======== ENTRIES PROVIDED ========

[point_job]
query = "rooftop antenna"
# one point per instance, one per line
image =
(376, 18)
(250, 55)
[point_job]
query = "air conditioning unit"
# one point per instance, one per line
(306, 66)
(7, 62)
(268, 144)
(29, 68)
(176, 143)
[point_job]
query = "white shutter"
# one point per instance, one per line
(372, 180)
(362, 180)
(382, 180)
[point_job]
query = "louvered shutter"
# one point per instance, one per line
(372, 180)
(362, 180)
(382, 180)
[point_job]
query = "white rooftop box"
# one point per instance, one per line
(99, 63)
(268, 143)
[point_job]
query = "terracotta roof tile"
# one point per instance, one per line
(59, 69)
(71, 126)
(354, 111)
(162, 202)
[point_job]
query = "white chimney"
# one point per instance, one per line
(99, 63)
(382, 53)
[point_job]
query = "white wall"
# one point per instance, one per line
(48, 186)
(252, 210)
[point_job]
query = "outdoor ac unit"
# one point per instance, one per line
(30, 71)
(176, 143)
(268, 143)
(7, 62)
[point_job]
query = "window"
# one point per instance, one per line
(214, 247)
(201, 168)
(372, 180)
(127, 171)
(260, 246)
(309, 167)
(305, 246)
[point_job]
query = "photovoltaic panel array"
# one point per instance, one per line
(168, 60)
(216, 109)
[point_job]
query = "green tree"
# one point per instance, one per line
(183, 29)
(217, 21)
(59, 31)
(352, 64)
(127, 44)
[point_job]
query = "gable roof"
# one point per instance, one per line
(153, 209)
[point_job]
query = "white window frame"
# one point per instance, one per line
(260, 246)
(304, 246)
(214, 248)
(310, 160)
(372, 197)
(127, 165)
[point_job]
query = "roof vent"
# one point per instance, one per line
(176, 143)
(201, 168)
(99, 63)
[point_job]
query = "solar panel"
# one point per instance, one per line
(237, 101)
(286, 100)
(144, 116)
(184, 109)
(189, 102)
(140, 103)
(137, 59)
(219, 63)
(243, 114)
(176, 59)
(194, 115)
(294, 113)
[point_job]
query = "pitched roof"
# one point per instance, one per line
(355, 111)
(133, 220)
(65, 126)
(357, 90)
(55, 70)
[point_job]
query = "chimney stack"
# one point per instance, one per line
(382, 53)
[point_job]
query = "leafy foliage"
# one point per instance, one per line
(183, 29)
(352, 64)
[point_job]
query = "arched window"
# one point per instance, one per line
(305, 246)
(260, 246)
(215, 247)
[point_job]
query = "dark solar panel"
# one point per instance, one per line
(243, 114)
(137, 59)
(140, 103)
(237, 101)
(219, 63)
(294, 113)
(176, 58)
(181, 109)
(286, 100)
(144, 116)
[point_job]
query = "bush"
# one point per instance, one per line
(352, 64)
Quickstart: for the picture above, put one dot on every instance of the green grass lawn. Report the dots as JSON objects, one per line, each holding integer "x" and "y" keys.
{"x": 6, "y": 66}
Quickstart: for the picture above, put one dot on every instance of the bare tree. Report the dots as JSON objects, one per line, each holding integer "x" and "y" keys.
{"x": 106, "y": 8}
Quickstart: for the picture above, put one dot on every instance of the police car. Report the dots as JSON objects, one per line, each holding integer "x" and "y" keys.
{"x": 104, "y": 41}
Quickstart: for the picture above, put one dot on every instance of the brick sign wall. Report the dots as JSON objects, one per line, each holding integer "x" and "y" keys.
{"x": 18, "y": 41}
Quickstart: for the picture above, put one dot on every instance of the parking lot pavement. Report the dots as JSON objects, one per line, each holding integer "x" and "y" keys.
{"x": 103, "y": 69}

========

--- EXERCISE REQUIREMENTS ---
All of the entries, from the first line to the last, should be duplicated exactly.

--- REPLY TO THE TASK ---
[point_job]
query = "rooftop antenna"
# one point per instance, one per line
image =
(376, 18)
(250, 55)
[point_job]
query = "air conditioning unit"
# one point per instance, one per line
(306, 66)
(7, 62)
(268, 144)
(29, 68)
(176, 143)
[point_job]
query = "white shutter"
# one point per instance, one per line
(372, 180)
(362, 180)
(382, 180)
[point_job]
query = "louvered shutter"
# one point per instance, one per line
(372, 180)
(362, 180)
(382, 180)
[point_job]
query = "white rooftop box"
# one point per instance, one per line
(99, 63)
(268, 143)
[point_job]
query = "terracotta roof tile"
# one point per instance, one per line
(59, 69)
(71, 126)
(354, 111)
(162, 202)
[point_job]
query = "white chimney"
# one point per instance, one per line
(99, 63)
(382, 53)
[point_job]
query = "white wall"
# one point per instance, one per line
(48, 186)
(252, 210)
[point_job]
query = "outdoor ac unit"
# one point per instance, one per line
(30, 71)
(176, 143)
(268, 143)
(7, 62)
[point_job]
query = "window"
# one point per instance, one per line
(214, 247)
(201, 168)
(372, 180)
(127, 171)
(260, 246)
(309, 167)
(305, 246)
[point_job]
query = "photovoltaic panel array"
# one point per instance, one per line
(168, 60)
(216, 109)
[point_job]
query = "green tree"
# one point per instance, one per line
(183, 29)
(217, 21)
(59, 31)
(352, 64)
(127, 44)
[point_job]
query = "gable roof"
# one point per instance, one per line
(153, 209)
[point_job]
query = "white window frame"
# one point per instance, one per line
(260, 246)
(304, 246)
(214, 248)
(310, 160)
(372, 197)
(127, 165)
[point_job]
query = "roof vent"
# one point per instance, one per line
(176, 143)
(201, 168)
(99, 63)
[point_job]
query = "solar panel"
# one point per instance, one per line
(237, 101)
(286, 100)
(144, 116)
(184, 109)
(189, 102)
(140, 103)
(137, 59)
(219, 63)
(243, 114)
(176, 59)
(194, 115)
(294, 113)
[point_job]
query = "pitched roof"
# one point per instance, one per line
(355, 111)
(133, 220)
(65, 126)
(357, 90)
(55, 70)
[point_job]
query = "chimney stack"
# one point per instance, one per line
(382, 53)
[point_job]
query = "leafy foliage"
# one point per instance, one per line
(183, 29)
(352, 64)
[point_job]
query = "arched window"
# one point per instance, one per line
(305, 246)
(260, 246)
(215, 247)
[point_job]
query = "dark solar panel"
# one point per instance, one per line
(243, 114)
(137, 59)
(140, 103)
(237, 101)
(219, 63)
(294, 113)
(176, 58)
(181, 109)
(286, 100)
(144, 116)
[point_job]
query = "bush"
# one point per instance, one per line
(352, 64)
Quickstart: for the picture above, put one dot on every instance of the green grass lawn. Report the dots as JSON objects, one per line, each holding integer "x" and "y" keys.
{"x": 6, "y": 66}
Quickstart: for the picture above, put one dot on every instance of the bare tree. Report the dots as JSON objects, one per line, each holding integer "x" and "y" keys.
{"x": 106, "y": 8}
Quickstart: for the picture above, put one dot on every instance of the police car. Report the dots as JSON objects, one per line, each holding integer "x" and "y" keys.
{"x": 104, "y": 41}
Quickstart: for the picture above, put one dot on every instance of the brick sign wall. Report the dots as JSON objects, one per line, each holding integer "x" and "y" keys.
{"x": 18, "y": 41}
Quickstart: for the picture above, put one dot on every instance of the parking lot pavement. Report the dots as JSON objects, one per line, each holding integer "x" and "y" keys.
{"x": 103, "y": 69}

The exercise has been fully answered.